··· Information provided ···

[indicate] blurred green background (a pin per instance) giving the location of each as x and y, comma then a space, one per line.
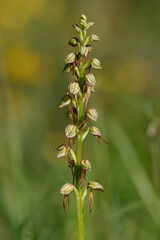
33, 45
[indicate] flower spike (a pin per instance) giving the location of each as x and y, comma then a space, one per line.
77, 102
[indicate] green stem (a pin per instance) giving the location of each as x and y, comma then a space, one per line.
80, 209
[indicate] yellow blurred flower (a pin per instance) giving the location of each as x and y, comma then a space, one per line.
23, 65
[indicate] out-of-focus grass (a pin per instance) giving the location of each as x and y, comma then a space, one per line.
33, 45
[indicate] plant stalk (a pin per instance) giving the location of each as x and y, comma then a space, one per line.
80, 208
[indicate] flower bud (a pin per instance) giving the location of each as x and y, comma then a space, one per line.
83, 17
87, 64
93, 90
67, 68
92, 114
86, 41
86, 165
94, 37
77, 28
90, 79
84, 135
89, 48
77, 71
95, 63
74, 88
67, 189
83, 23
95, 186
73, 42
73, 156
89, 25
95, 131
63, 150
65, 101
71, 131
70, 58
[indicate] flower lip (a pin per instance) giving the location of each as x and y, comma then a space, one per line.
92, 114
66, 189
71, 131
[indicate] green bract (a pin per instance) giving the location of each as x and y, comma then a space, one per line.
95, 63
92, 114
86, 165
74, 88
65, 101
70, 58
95, 131
90, 79
67, 189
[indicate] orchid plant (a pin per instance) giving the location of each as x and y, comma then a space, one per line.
77, 101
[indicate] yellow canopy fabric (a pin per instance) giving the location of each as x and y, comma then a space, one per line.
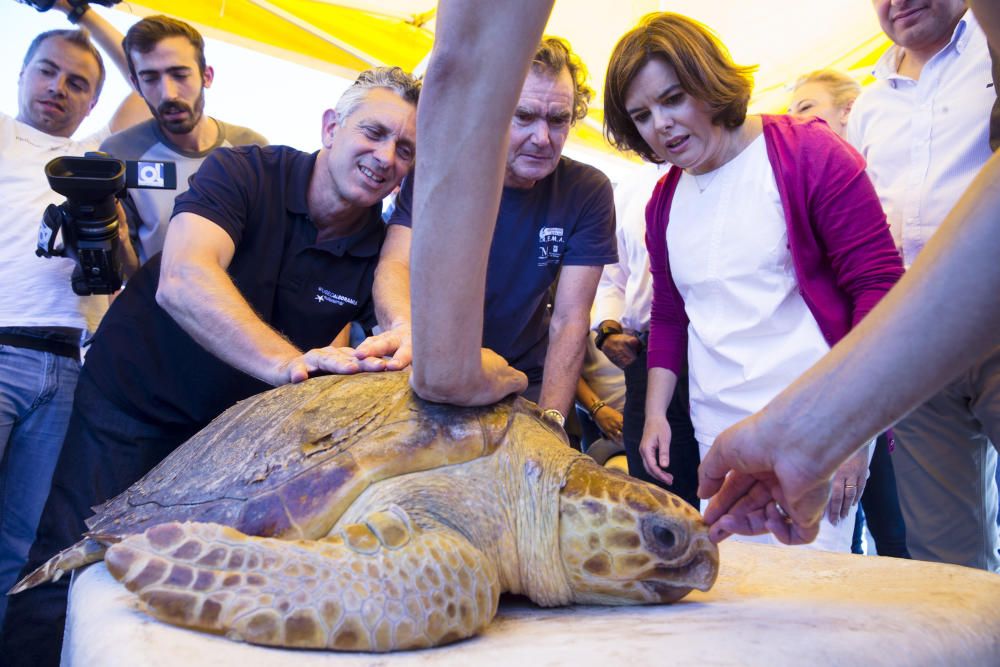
342, 38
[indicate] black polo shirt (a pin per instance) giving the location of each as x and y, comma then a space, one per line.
148, 366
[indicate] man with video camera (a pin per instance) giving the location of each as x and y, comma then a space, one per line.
270, 253
166, 59
42, 320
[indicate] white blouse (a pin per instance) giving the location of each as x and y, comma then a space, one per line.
750, 333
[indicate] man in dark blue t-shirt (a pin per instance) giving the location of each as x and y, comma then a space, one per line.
556, 221
270, 253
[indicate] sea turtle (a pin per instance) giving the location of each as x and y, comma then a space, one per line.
346, 513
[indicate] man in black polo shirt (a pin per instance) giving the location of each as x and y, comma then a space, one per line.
269, 253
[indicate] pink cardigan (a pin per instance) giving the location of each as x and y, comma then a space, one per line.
844, 257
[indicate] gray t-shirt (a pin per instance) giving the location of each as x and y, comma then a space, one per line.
149, 211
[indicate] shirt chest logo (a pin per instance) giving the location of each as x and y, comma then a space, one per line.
324, 295
550, 245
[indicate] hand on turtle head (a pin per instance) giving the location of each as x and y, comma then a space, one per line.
655, 448
621, 349
396, 342
322, 360
752, 493
610, 422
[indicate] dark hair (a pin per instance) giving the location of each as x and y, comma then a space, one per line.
144, 35
842, 88
553, 55
704, 70
78, 37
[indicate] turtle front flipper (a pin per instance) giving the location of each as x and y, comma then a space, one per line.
377, 586
84, 552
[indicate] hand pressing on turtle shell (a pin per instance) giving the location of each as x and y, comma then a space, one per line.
759, 484
396, 342
323, 360
848, 485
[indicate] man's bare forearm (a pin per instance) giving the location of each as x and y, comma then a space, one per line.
463, 124
942, 317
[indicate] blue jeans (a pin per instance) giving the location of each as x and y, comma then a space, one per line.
36, 397
684, 454
106, 449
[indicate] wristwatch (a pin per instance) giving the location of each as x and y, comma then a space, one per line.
607, 328
555, 416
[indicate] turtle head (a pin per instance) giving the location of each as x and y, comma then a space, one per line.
624, 541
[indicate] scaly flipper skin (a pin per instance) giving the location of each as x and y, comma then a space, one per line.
378, 586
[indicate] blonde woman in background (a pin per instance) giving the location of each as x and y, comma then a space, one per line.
826, 94
829, 95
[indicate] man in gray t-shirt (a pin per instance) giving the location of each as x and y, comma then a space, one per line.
166, 59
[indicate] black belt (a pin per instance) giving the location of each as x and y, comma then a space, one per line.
58, 347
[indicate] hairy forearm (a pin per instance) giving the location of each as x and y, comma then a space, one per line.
391, 292
563, 361
941, 318
457, 194
205, 303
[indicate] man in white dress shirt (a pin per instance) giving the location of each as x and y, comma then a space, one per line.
923, 128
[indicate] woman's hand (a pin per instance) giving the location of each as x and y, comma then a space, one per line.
655, 448
609, 421
848, 485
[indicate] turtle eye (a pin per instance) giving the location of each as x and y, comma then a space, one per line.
664, 536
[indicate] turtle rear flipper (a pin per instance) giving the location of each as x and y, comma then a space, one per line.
84, 552
378, 586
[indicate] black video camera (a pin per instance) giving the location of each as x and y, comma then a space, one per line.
88, 218
46, 5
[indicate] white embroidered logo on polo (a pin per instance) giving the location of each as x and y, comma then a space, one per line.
323, 294
550, 245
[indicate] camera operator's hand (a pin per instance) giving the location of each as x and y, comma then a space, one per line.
126, 253
323, 360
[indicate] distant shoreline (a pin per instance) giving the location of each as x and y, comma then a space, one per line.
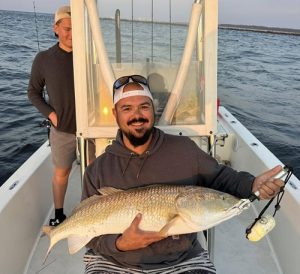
253, 28
260, 29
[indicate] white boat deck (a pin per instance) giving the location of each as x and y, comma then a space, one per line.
234, 254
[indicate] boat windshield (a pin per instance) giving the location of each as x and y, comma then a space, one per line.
154, 39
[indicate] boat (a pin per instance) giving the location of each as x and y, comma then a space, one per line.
185, 96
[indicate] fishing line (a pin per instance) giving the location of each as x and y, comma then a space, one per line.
264, 224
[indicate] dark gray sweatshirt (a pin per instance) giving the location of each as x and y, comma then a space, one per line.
53, 68
169, 160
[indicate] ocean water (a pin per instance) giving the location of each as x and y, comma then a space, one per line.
258, 81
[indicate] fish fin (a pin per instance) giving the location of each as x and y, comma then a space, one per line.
75, 242
107, 190
177, 226
85, 202
47, 229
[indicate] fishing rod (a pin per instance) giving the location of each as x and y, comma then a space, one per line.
45, 123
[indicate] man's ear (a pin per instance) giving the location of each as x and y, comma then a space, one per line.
55, 29
114, 112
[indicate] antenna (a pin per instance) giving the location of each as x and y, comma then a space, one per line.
36, 26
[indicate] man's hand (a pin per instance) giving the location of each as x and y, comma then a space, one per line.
53, 118
267, 186
134, 238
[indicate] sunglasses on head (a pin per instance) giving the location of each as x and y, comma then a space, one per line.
125, 80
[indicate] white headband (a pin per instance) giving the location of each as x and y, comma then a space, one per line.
119, 94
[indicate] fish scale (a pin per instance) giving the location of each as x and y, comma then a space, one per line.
168, 209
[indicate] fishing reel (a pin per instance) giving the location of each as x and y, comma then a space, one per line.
262, 225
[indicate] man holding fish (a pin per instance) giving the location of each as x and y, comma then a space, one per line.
142, 155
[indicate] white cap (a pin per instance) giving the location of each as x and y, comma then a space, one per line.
119, 94
61, 13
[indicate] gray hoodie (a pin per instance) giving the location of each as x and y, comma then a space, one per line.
169, 160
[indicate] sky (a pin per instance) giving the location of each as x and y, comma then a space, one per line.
270, 13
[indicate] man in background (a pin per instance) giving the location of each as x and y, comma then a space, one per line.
53, 68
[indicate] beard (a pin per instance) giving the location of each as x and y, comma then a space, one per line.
138, 140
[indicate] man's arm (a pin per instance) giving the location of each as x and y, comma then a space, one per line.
36, 86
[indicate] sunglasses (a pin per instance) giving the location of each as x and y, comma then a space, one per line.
125, 80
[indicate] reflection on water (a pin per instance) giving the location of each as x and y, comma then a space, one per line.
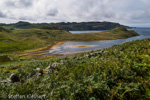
75, 47
91, 31
67, 46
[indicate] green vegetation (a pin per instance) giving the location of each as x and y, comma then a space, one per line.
24, 39
119, 72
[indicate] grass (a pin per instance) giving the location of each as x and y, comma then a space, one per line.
119, 72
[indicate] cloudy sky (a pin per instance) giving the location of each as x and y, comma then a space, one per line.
128, 12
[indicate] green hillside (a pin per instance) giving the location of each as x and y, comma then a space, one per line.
121, 72
25, 39
69, 26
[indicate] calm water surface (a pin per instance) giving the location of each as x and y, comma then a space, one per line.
69, 47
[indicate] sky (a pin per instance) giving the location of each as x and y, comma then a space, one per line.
127, 12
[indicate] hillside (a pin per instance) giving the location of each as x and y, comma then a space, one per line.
24, 39
69, 26
119, 72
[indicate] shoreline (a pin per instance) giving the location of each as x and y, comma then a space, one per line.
49, 47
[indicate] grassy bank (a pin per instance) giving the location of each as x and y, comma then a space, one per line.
119, 72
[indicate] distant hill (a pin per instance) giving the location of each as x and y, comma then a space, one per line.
69, 26
23, 39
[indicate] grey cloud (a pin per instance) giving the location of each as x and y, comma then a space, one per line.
124, 11
2, 15
19, 3
52, 12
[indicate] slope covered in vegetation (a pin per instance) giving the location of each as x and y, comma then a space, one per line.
23, 39
66, 26
119, 72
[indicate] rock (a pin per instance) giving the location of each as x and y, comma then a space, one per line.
52, 67
5, 81
14, 78
40, 71
62, 62
49, 69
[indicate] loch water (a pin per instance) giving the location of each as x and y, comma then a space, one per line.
68, 47
78, 47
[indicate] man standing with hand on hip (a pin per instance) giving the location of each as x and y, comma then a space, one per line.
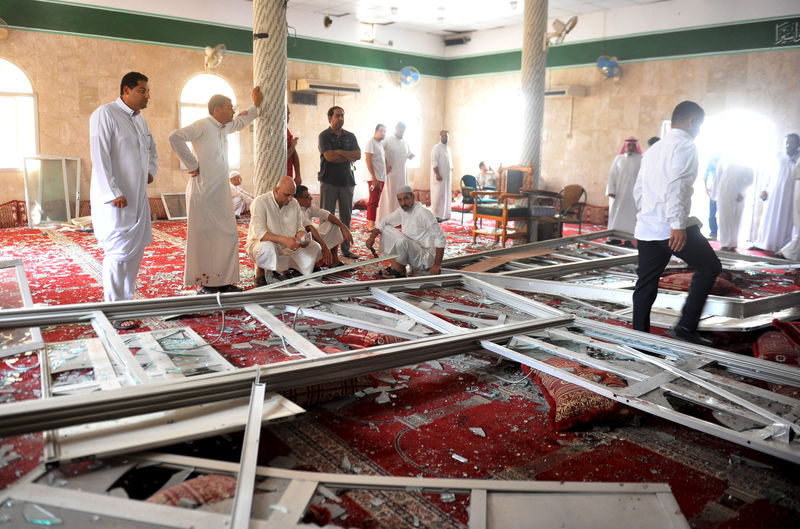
212, 241
663, 194
124, 161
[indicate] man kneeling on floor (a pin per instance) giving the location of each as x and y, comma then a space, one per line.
277, 238
421, 242
331, 232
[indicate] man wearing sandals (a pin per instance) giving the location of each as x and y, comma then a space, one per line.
419, 245
124, 161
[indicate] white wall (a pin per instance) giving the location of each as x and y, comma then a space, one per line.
649, 18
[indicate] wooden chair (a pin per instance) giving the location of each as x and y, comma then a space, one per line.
572, 204
511, 206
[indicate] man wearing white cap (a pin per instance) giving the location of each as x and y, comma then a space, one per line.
421, 242
241, 198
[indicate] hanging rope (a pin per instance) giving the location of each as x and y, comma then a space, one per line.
269, 72
534, 60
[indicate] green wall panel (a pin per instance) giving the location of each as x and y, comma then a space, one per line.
56, 17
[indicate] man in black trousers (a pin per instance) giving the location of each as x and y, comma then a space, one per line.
663, 194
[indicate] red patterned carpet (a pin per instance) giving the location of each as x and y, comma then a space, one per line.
426, 422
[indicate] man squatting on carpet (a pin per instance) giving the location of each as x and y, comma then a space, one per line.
420, 244
331, 232
277, 239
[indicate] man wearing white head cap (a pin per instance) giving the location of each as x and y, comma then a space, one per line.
241, 198
421, 242
622, 207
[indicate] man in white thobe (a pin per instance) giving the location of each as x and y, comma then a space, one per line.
621, 206
212, 242
397, 155
728, 189
241, 199
277, 239
124, 161
792, 250
441, 178
776, 225
375, 157
419, 245
331, 231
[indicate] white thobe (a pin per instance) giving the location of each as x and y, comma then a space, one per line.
212, 240
728, 190
416, 244
267, 217
397, 155
664, 187
123, 153
622, 206
441, 189
329, 232
241, 200
792, 249
776, 225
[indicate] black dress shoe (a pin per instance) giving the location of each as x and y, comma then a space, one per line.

···

Exercise prompt:
In the entries above, take the line containing "[indicate] man in white thobe" and each later line through the last, and repeat them exactly. Output nothing else.

Full output:
[indicate] man in white thobe (a pin per instance) giving the location of each as x and y, comma then a space, one per line.
621, 206
212, 242
397, 155
728, 189
241, 199
277, 239
124, 161
792, 250
441, 178
776, 225
375, 157
419, 245
331, 231
[indicate] white thobe (a pin per instance) giving the location of each as x and y, comma then a space, one per line.
212, 240
728, 190
416, 244
267, 217
397, 155
664, 187
123, 153
622, 206
441, 189
329, 232
241, 200
792, 249
776, 225
[indicate] black dress shoe (a pin per instance) giving the location of each as x and y, comma then a space, one per line.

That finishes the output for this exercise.